» **Problem details**:
Copy each of the rows below word for word, changing nothing.

'''

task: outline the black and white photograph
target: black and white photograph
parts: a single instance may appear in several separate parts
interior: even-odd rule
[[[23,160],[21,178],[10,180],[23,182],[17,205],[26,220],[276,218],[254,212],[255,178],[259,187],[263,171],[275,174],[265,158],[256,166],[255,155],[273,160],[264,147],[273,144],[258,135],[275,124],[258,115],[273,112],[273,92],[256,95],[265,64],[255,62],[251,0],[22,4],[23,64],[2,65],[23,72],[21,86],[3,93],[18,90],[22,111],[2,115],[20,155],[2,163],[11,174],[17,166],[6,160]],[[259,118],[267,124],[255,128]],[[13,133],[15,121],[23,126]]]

'''

» **Solution**:
task: outline the black and white photograph
target: black and white photograph
parts: a single instance may appear in several separate parts
interior: even-odd rule
[[[23,160],[21,178],[10,180],[23,182],[17,205],[26,220],[276,218],[254,212],[255,178],[259,187],[263,171],[275,174],[265,158],[256,166],[255,155],[273,160],[264,147],[273,144],[258,135],[275,124],[258,115],[273,112],[273,92],[256,95],[265,64],[255,62],[251,0],[22,4],[23,64],[2,65],[23,72],[21,86],[3,93],[18,90],[22,111],[2,115],[20,155],[2,163],[11,174],[17,166],[6,160]],[[259,118],[267,124],[255,128]],[[13,133],[15,121],[23,126]]]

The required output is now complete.